Text passage:
Primary Season & Class in Madison

by Julian Novack

In every federal election, the Federal Election Commission (FEC) tracks donations to candidates – when an individual gives money to a candidate, it’ll ask their name, where they live, their occupation and employer. Normally this is rather mundane information, but for the 2020 Election it gives us a window into the politics of class in the Madison-area. Looking at what kinds of occupations support the Presidential candidates draws class lines and helps us to stake out what interests are being represented: normally working peoples’ interests are subsumed in the Democratic Party coalition, but with Bernie Sanders in particular there are clear poles of attraction in the 2020 Primary. We can also start to look at who Madison’s politicians are and who they support and start to ask how well they reflect those they represent.

Task instructions:
(a) Decide whether each statement below agrees with the article on primary season and class in Madison. For each one, answer yes or no and quote the words of the article that decide it.
(i) The FEC asks individual donors for their occupation and employer.
(ii) The article calls donation information normally exciting.
(iii) According to the article, working people's interests are normally left outside the Democratic Party coalition.
(b) According to the article on primary season and class in Madison, which agency tracks donations to candidates in every federal election?
(c) Write the next part of the article on primary season and class in Madison, starting after its last sentence.

Dataset records:
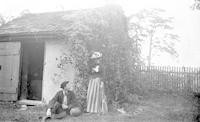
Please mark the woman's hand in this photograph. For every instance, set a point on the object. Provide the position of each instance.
(64, 106)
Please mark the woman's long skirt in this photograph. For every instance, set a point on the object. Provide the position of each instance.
(96, 99)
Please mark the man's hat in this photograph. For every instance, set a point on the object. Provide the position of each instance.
(63, 84)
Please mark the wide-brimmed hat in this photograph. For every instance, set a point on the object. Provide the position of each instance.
(96, 55)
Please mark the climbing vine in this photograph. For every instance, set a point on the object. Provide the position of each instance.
(103, 30)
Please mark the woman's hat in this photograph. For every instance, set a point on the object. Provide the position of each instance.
(96, 55)
(63, 84)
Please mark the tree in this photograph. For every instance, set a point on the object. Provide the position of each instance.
(153, 26)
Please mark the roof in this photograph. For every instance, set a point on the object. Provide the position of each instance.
(48, 22)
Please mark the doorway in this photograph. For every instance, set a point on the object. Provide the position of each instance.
(32, 70)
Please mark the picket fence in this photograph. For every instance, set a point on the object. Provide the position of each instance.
(169, 78)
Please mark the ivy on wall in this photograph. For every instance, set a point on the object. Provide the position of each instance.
(104, 30)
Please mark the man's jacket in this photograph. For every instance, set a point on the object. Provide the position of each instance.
(71, 99)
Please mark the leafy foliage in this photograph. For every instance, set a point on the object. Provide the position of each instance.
(152, 25)
(104, 30)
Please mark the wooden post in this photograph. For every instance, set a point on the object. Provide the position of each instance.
(24, 78)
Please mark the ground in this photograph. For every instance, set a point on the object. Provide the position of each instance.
(158, 108)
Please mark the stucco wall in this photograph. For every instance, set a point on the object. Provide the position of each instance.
(52, 75)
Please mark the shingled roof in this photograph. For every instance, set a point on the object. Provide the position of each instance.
(49, 22)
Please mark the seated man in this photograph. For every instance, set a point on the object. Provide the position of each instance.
(63, 103)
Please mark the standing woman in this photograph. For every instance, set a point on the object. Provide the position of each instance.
(96, 99)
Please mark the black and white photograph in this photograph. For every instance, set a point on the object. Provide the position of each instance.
(100, 61)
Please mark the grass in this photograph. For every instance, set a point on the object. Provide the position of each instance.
(157, 108)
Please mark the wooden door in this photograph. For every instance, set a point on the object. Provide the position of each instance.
(9, 70)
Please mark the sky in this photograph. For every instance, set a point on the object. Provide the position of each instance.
(186, 21)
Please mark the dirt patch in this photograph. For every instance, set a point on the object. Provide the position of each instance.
(160, 108)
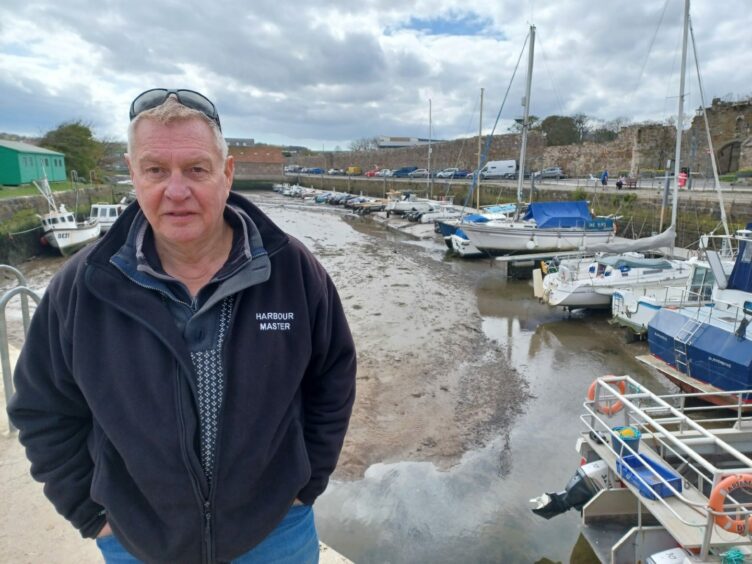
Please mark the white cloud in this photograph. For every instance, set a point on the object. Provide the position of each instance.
(324, 73)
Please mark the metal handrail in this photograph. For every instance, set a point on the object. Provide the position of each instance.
(641, 407)
(25, 292)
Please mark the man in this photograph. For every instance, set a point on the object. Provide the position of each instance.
(187, 382)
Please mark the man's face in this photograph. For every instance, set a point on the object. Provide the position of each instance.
(181, 181)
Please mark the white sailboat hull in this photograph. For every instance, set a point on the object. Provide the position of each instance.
(517, 236)
(69, 240)
(582, 288)
(463, 247)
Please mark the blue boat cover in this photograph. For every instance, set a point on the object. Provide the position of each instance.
(475, 218)
(549, 215)
(741, 275)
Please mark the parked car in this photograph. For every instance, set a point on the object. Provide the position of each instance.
(448, 173)
(550, 172)
(404, 172)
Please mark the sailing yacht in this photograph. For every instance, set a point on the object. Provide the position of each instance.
(546, 226)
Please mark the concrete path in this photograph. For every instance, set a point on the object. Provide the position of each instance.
(31, 531)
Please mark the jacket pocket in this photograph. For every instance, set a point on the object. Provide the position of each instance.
(97, 460)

Results for the exercise:
(a)
(i) Yes: "it’ll ask their name, where they live, their occupation and employer"
(ii) No: "Normally this is rather mundane information"
(iii) No: "normally working peoples’ interests are subsumed in the Democratic Party coalition"

(b) The Federal Election Commission (FEC).

(c)
Voting in the United States is largely a class phenomenon: the less money you make, the less likely you are to vote. Many working-class people either expect that elections won’t change much about our lives, or we see what’s on offer and don’t vote as a protest. While there are more workers than managers, technicians or owners of capital, the low turnout among bottom earners means that a third of votes cast were by those making $100,000 or more. Income alone is only one way to look at class; most Americans have a negative net worth (we have debt) and the Top 1% sit on a hoard of wealth.

The more formal education a person has, the more likely they are to have an investment in elections and policy. Non-voters tend to be more “liberal” than voters, though the word liberal here actually refers to working class issues (union organizing rights, public education, universal healthcare, etc.) and not attachment to the Democratic Party. In 1986, the economist John Kenneth Galbraith declared, “If everybody in this country voted, the Democrats would be in for the next 100 years,” – except that Democrats don’t offer the things most workers want either.

Politics is always complicated, but in the crowded 2020 Democratic Primary you have the establishment candidates (Joe Biden, Pete Buttigieg, Amy Klobuchar, Kamala Harris), the “reform” candidates (Elizabeth Warren, Andrew Yang) and then Bernie Sanders, the self-proclaimed democratic socialist calling for a more dramatic change through a “political revolution” to remake politics, the economy, and the energy system.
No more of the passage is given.